• PROBLEM TO WORK ON: Rewrite the data below, replacing every "phrase" with "label" and leaving everything else unchanged.

• Named-object pointing data:
= = = =

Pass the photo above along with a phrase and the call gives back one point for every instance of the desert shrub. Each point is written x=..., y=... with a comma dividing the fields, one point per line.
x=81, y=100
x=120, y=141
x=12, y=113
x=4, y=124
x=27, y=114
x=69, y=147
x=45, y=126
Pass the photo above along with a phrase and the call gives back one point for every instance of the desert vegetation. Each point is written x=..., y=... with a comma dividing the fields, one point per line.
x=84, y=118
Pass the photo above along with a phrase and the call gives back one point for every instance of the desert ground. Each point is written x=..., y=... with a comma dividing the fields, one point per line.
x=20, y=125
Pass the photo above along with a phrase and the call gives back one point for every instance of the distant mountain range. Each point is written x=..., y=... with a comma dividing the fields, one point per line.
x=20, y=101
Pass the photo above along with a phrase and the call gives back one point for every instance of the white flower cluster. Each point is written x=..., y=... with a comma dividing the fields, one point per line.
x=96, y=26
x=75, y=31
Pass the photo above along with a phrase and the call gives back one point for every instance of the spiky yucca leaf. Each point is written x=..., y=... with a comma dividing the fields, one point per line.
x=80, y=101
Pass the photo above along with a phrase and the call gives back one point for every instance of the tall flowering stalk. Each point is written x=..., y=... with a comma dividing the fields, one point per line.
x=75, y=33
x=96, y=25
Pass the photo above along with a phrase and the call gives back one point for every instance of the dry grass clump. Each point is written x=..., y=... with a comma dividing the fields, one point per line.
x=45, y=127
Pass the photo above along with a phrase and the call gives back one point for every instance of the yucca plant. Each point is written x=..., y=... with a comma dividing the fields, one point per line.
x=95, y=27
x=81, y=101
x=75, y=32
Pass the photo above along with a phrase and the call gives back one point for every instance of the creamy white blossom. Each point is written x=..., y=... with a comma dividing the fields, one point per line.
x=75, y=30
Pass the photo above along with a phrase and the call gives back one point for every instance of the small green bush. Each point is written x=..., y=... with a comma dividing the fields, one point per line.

= = = =

• FINISHED ANSWER:
Pass the photo above along with a label and the call gives back one point for every instance of the desert shrub. Each point is written x=..., y=... with a comma dividing the fields, one point per line.
x=81, y=100
x=120, y=141
x=12, y=113
x=4, y=124
x=27, y=114
x=69, y=147
x=45, y=126
Pass the photo above along with a label and the call gives back one point for every instance of the desert vegetation. Each point is written x=..., y=... with a comma dividing the fields, one point per line.
x=84, y=118
Pass the photo above along with a label and the call gives back one point for every instance of the desert ground. Each point is written x=..., y=... with a comma dividing the fields, one point per line.
x=20, y=125
Pass the photo above along with a label and the call gives back one point for every instance of the distant mountain range. Each point is written x=..., y=... with a comma dividing the fields, one point per line.
x=20, y=101
Pass the photo above along with a label and the call gives back one point for every instance of the white flower cluster. Each point is written x=..., y=... with a comma dividing the fields, one point per line.
x=96, y=26
x=75, y=31
Pass the photo above along with a label and the call gives back one point for every instance of the spiky yucca leaf. Each point is written x=..., y=... with a comma dividing the fields, one point per line.
x=80, y=101
Pass the photo above along with a label and the call gives back one point for every instance of the tall flowering stalk. Each point is written x=..., y=... with a comma dividing the fields, one point per line.
x=75, y=33
x=96, y=25
Pass the photo above along with a label and the call gives back one point for every instance of the dry grass clump. Each point is written x=..., y=... with a comma dividing the fields, one point per line.
x=45, y=127
Pass the photo above along with a label and the call gives back one point for every instance of the yucca plant. Each point is written x=..., y=... with a comma dividing the fields, one point per line.
x=95, y=27
x=81, y=101
x=75, y=32
Pass the photo above along with a label and the call gives back one point for every instance of the creamy white blossom. Each point is written x=..., y=... with a comma dividing the fields, one point per line.
x=75, y=30
Pass the photo above along with a label and the call gives back one point for every instance of the small green bush. Each point is written x=..., y=... with a comma dividing the fields, one point per line.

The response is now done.